* Work order: The entries below are to be duplicated exactly, with nothing left out.

* Records supplied:
****************

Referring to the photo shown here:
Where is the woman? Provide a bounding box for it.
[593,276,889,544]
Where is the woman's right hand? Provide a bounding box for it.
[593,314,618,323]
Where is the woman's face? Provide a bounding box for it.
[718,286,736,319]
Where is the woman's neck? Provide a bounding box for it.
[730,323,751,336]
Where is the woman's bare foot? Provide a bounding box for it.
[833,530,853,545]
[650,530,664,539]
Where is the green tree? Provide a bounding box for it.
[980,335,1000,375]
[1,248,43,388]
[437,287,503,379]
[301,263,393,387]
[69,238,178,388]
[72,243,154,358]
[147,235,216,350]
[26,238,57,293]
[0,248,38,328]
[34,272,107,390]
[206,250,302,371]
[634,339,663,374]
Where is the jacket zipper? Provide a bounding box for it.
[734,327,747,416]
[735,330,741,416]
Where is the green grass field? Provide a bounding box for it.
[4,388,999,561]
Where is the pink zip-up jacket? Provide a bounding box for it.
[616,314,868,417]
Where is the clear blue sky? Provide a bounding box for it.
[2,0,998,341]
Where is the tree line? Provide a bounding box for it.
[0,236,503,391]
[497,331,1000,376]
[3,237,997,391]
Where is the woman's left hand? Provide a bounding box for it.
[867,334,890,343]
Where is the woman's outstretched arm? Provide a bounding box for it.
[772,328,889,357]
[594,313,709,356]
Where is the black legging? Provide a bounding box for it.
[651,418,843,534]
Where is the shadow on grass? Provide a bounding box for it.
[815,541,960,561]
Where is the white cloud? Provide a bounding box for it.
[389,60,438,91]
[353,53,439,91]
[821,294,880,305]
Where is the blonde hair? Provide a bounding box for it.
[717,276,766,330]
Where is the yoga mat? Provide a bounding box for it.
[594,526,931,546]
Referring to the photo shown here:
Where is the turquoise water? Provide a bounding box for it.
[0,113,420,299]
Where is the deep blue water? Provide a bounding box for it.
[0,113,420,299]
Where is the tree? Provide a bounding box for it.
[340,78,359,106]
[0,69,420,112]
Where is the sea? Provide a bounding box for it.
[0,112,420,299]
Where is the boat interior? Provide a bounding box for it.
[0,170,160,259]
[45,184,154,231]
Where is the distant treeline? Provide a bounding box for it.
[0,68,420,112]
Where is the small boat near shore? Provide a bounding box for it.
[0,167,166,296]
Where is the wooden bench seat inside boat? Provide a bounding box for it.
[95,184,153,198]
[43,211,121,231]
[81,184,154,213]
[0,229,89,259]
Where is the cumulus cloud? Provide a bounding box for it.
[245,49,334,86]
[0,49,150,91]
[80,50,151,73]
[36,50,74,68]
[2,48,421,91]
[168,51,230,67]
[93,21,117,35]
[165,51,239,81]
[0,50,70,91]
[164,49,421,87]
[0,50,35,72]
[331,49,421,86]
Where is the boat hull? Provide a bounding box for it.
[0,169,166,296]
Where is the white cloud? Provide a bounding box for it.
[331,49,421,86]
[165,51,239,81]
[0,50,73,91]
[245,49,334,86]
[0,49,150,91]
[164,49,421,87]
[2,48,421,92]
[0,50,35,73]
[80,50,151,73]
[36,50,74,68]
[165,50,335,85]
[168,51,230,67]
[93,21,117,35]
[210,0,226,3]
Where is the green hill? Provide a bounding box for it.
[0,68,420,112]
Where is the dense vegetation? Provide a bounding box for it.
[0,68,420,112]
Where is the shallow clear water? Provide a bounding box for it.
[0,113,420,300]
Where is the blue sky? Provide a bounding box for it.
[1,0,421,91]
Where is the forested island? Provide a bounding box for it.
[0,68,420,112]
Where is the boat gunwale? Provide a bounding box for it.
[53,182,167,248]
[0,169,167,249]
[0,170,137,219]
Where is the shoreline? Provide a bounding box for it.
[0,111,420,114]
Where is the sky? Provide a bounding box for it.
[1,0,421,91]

****************

* Worked solution:
Referring to the photo shown here:
Where is the woman? Provide a bounding box for it.
[593,276,889,544]
Where is the woman's right hand? Provide a bounding box for it.
[593,314,618,323]
Where is the woman's face? Provide a bounding box for it.
[718,286,736,319]
Where is the woman's neck? Provide a bounding box for it.
[730,323,751,336]
Where is the woman's bare foot? Provide a bounding box for it.
[833,530,853,545]
[650,530,664,539]
Where is the green tree? Provide a bounding box for it.
[980,335,1000,375]
[1,248,43,388]
[437,287,503,379]
[301,263,393,387]
[69,238,178,388]
[72,243,154,358]
[147,235,216,350]
[26,238,57,293]
[0,248,38,328]
[34,272,107,390]
[206,250,302,371]
[634,339,663,374]
Where is the jacket zipper? Provide a bounding box for it.
[734,327,747,416]
[735,330,741,416]
Where is the green grass field? Provide a bounding box for it.
[4,388,999,561]
Where is the pink zip-up jacket? Provide a bounding box for it.
[616,314,868,417]
Where is the clear blue sky? Provide a bounding box for it.
[2,0,998,341]
Where is the tree line? Provide a bounding box for it.
[0,236,503,391]
[497,331,1000,376]
[3,237,997,391]
Where is the woman's left hand? Provide a bounding box for it.
[867,334,890,343]
Where is the woman's outstretched arm? Provide a bounding box for it.
[772,328,889,357]
[594,313,709,356]
Where is the black legging? Provide a bounding box for it.
[651,418,843,534]
Where is the shadow on grass? Provide a bounding box for it.
[815,541,960,561]
Where is the white cloud? Provide a bounding box for it.
[389,60,438,91]
[353,53,439,91]
[821,294,880,305]
Where is the blonde hair? Provide a bounding box for it.
[717,276,766,330]
Where is the yoga mat? Provide a bounding box for it.
[594,526,931,546]
Referring to the photo shown here:
Where is the turquoise water? Provide a bounding box for it.
[0,113,420,299]
Where is the deep blue water? Provide a bounding box for it.
[0,113,420,299]
Where is the tree? Provide a bounding box for it.
[340,78,359,106]
[0,69,420,112]
Where is the sea? Provide a bounding box for it.
[0,112,420,299]
Where is the boat interior? Provide a bounding box for it.
[0,170,160,259]
[45,184,154,231]
Where is the distant treeline? Provide a bounding box for it.
[0,68,420,112]
Where is the small boat near shore? Provide a bounding box for it.
[0,167,166,296]
Where is the wooden bench seat inside boat? Provide a bounding box for it.
[95,184,153,198]
[43,211,121,231]
[81,184,154,213]
[0,229,89,259]
Where is the cumulus cloud? Provide a bounding box for it.
[245,49,334,86]
[0,49,150,91]
[80,50,151,73]
[36,50,74,68]
[2,48,421,91]
[168,51,230,67]
[93,21,117,35]
[165,51,239,81]
[0,50,70,91]
[164,49,421,87]
[0,50,35,72]
[331,49,421,86]
Where is the boat hull? Provide a bounding box for it.
[0,169,166,296]
Where is the white cloud? Provide a bounding box for it.
[331,49,421,86]
[165,51,239,81]
[0,50,73,91]
[245,49,334,86]
[0,49,150,91]
[164,49,421,87]
[2,48,421,92]
[0,50,35,73]
[80,50,151,73]
[36,50,74,68]
[165,50,335,85]
[168,51,230,67]
[93,21,117,35]
[210,0,226,3]
Where is the green hill? Provide a bounding box for it.
[0,68,420,112]
Where is the dense vegetation? Provide a bounding box for it.
[0,68,420,112]
Where is the shallow clear water? Provide a bounding box for it.
[0,113,420,300]
Where is the blue sky? Provide a bounding box for it.
[1,0,421,91]
Where is the forested island? Provide a bounding box for it.
[0,68,420,112]
Where is the boat gunwale? Provide a bounding box for it.
[53,182,167,248]
[0,169,167,249]
[0,170,137,219]
Where is the shoreline? Provide a bounding box for it.
[0,111,420,114]
Where is the sky? Provide a bounding box for it.
[1,0,421,91]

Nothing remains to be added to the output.